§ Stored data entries
____________

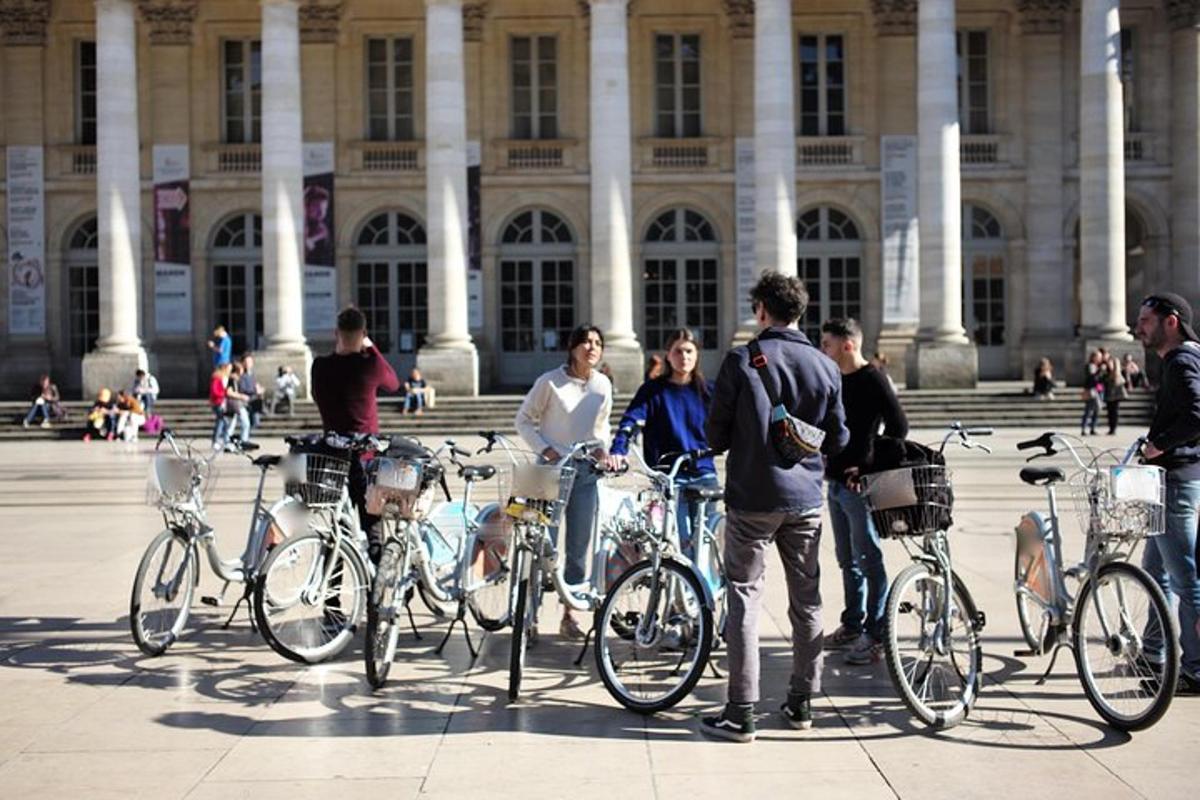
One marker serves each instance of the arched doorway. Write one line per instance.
(237, 275)
(829, 260)
(391, 284)
(537, 268)
(681, 282)
(984, 284)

____________

§ EXERCISE
The answer must be a word-for-word copy of all the entries, containing no pictures.

§ EXERCISE SOLUTION
One marker serves each instance of the arched doorway. Write one line per instance.
(237, 275)
(829, 260)
(391, 284)
(537, 268)
(681, 282)
(984, 284)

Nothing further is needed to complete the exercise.